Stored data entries
★ ★ ★ ★
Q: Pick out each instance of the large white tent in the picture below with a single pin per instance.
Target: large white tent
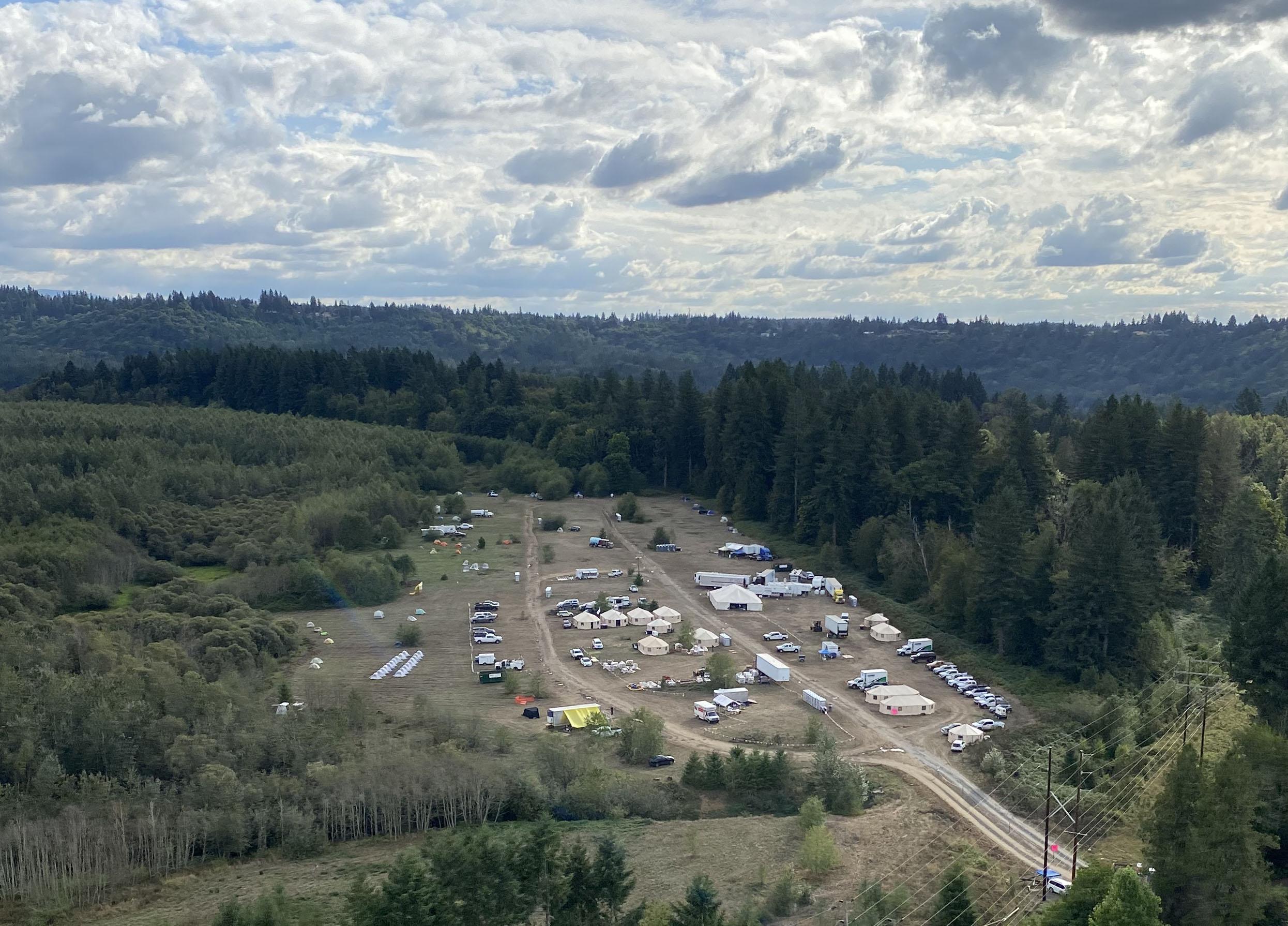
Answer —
(735, 598)
(651, 646)
(639, 617)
★ ★ ★ ★
- Problem statement -
Output the data exactly as it appears. The pictures do not belong in it.

- Solved problem -
Q: Pick out each instance of the large white tent in the picture below with a single pin per instance.
Target: large white tent
Answer —
(735, 598)
(651, 646)
(639, 617)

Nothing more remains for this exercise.